>>>>

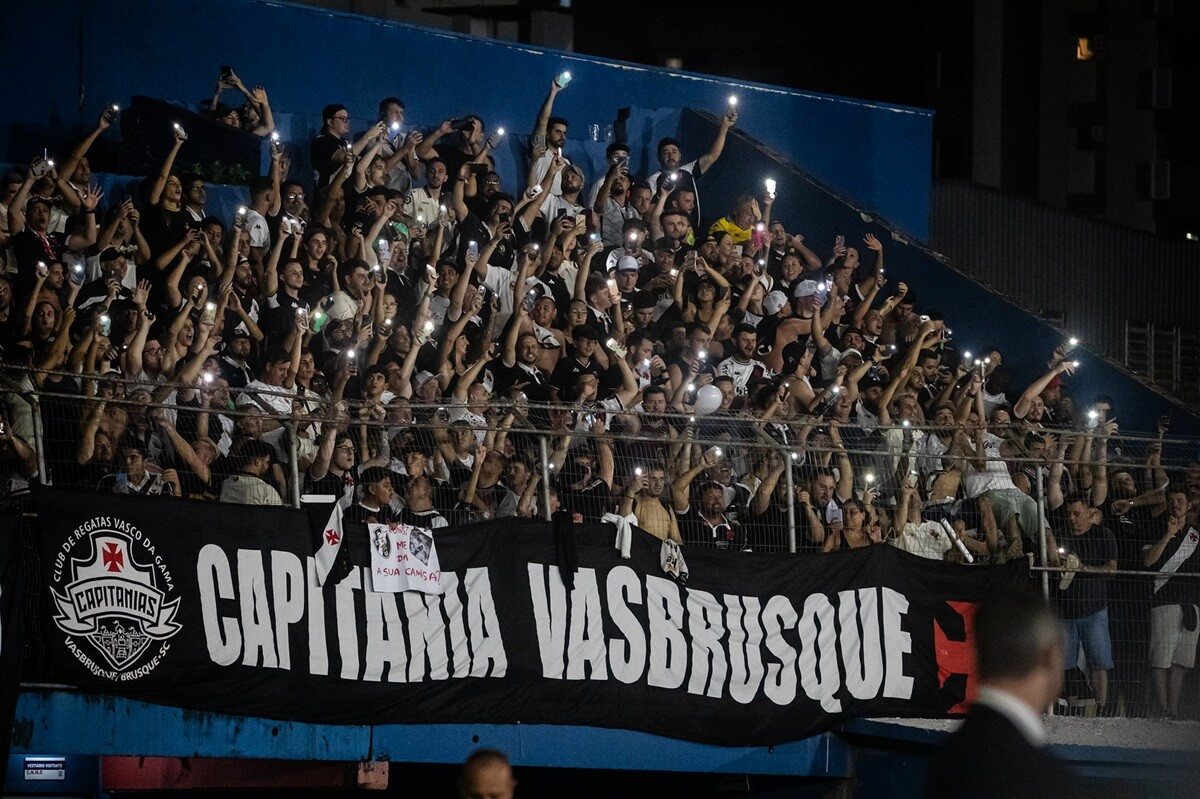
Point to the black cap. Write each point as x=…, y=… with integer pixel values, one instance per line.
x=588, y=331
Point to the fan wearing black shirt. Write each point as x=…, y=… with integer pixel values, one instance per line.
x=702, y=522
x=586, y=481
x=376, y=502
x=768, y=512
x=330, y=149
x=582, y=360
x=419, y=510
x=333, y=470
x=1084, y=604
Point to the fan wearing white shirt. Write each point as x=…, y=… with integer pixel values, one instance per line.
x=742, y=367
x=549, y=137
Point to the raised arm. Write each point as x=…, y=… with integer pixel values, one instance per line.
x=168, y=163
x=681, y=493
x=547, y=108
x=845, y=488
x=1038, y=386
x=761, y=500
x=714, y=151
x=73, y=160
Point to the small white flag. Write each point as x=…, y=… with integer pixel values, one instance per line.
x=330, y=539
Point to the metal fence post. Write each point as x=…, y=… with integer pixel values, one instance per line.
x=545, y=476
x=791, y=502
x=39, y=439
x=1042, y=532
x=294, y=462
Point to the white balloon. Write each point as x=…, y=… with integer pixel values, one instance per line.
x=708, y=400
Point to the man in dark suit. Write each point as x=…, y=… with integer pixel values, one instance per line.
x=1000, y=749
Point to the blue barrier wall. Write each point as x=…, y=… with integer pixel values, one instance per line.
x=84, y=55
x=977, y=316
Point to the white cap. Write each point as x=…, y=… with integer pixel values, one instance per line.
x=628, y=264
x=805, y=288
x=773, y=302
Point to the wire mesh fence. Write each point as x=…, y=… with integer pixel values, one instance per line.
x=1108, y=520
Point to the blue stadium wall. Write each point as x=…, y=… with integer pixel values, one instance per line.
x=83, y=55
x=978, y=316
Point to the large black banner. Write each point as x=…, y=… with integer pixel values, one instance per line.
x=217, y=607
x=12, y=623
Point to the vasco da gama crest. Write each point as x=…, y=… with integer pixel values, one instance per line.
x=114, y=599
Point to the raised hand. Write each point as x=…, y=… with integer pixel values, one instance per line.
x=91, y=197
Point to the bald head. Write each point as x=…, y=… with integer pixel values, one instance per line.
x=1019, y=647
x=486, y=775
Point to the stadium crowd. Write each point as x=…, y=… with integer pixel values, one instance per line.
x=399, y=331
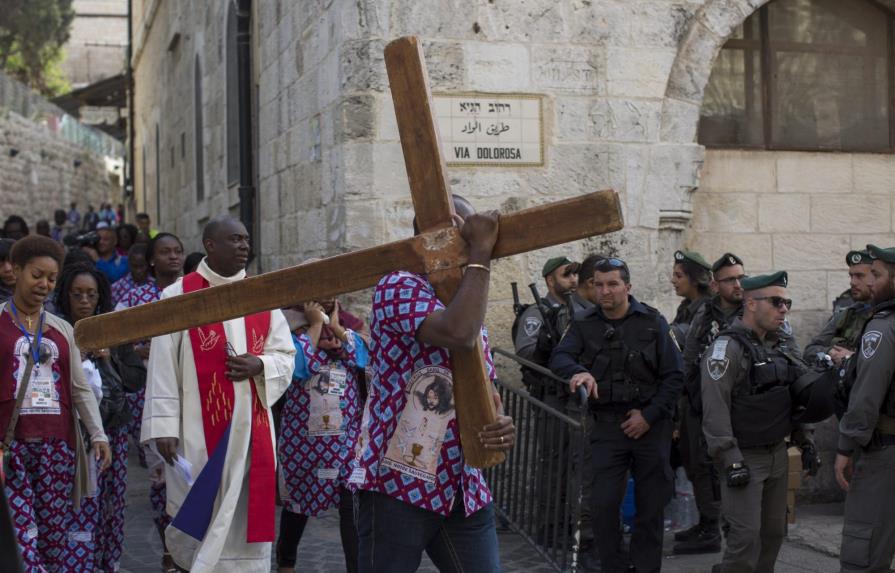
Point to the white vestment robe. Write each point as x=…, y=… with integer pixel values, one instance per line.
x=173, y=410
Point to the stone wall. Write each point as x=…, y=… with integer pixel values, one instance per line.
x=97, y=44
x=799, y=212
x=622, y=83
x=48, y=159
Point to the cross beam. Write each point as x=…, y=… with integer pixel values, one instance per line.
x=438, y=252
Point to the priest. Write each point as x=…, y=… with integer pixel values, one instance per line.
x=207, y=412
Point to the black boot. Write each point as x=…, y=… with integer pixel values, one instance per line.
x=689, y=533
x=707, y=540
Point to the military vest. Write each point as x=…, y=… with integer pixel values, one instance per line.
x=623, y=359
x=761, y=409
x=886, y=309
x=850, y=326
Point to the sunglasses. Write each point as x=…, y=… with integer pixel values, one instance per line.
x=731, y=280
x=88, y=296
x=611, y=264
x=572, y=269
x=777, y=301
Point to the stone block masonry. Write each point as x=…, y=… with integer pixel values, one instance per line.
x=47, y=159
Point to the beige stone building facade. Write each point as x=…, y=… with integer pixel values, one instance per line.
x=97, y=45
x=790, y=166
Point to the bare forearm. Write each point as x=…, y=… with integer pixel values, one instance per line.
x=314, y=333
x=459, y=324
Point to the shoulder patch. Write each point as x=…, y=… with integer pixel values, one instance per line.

<<<<

• _ACTION ITEM_: Return a verbatim transcription of the data, omitting all images.

• _TASK OUTPUT_:
Point to the black cap. Write each point as x=…, y=… with integer pixel values, one instance per line.
x=588, y=331
Point to the fan wearing black shirt. Write each point as x=…, y=… with integer pixel values, one instance per line.
x=702, y=522
x=586, y=481
x=376, y=502
x=768, y=512
x=330, y=149
x=582, y=360
x=419, y=510
x=333, y=470
x=1084, y=604
Point to the fan wearing white shirt. Write each point as x=…, y=… with integer pixel values, one instance per line.
x=742, y=367
x=549, y=137
Point to the raised arm. Write each point as x=…, y=… with integer pixel values, one instance per line.
x=168, y=163
x=681, y=493
x=547, y=108
x=845, y=488
x=1038, y=386
x=761, y=500
x=714, y=151
x=73, y=160
Point to the small white flag. Write each point as x=…, y=… with integer pixel values, one instance per line.
x=330, y=539
Point to the metal fence post. Write each point as x=…, y=… with integer pixel values, one instance per line.
x=545, y=476
x=791, y=502
x=39, y=439
x=1042, y=532
x=294, y=462
Point to the white balloon. Write each point as x=…, y=… with integer pixel values, one instance per line.
x=708, y=400
Point to the man in dark suit. Write each point as x=…, y=… with integer pixel values, one instance per line.
x=1000, y=749
Point to the blue barrier wall. Write each point as x=…, y=… with integer pixel values, one instance per line.
x=84, y=55
x=977, y=316
Point to the white cap. Write each point as x=…, y=… with integer pixel values, one instance per line.
x=628, y=264
x=805, y=288
x=773, y=302
Point to the wire mesh fence. Write each point as x=…, y=… with integer pixel values, one instance per line.
x=1108, y=520
Point to the blue stadium wall. Write each point as x=…, y=… with integer pixel values, one instance per line.
x=83, y=55
x=978, y=316
Point to the large black banner. Write each point as x=…, y=… with integer pixel values, one instance per line.
x=217, y=607
x=12, y=623
Point to the vasco da gama crest. Write each point as x=…, y=… with integer pixel values, one instance per line.
x=114, y=599
Point to the raised hand. Write each point as x=…, y=… with integer pixel values, one instance per line.
x=91, y=197
Point to the bald head. Write each point as x=…, y=… with integer pixel values, one instance per line.
x=1019, y=647
x=486, y=775
Point to the stadium crowd. Write each point as x=…, y=… with integer pixel values, one instance per line.
x=399, y=331
Point to the white vestment robe. Write each point as x=…, y=… with integer pixel values, one instance per line.
x=173, y=410
Point to the stone wall. Write each point as x=…, y=… with integer pixel values, one instance per line.
x=97, y=44
x=799, y=212
x=622, y=83
x=48, y=159
Point to the cross beam. Write each point as x=…, y=… with integer pixel values, one instance per line.
x=438, y=252
Point to the priest. Write each point as x=…, y=… with integer pixel values, one instance per line.
x=207, y=412
Point to the black boot. Write each point as x=…, y=… with integer pixel values, one instance per line.
x=689, y=533
x=707, y=540
Point to the military vest. Write each point as x=…, y=… with integer pixel values, one instance per line.
x=623, y=359
x=761, y=409
x=886, y=309
x=850, y=326
Point to the sunglasses. Write each point as x=…, y=… with integer pixel values, one instance per line.
x=731, y=280
x=88, y=296
x=611, y=264
x=572, y=269
x=777, y=301
Point to the stone block masonry. Write each point as x=…, y=… with integer pixel values, one instance per line.
x=47, y=159
Point to the beige stone building facade. Write each point as x=…, y=… with integer pixel values, one instance per line.
x=97, y=45
x=790, y=166
Point to the bare forearm. Write each point as x=…, y=… with integer pixel values, one instance per line.
x=314, y=333
x=459, y=324
Point to the shoulder patch. Write each point as x=…, y=… with integer pixel values, one instance per line.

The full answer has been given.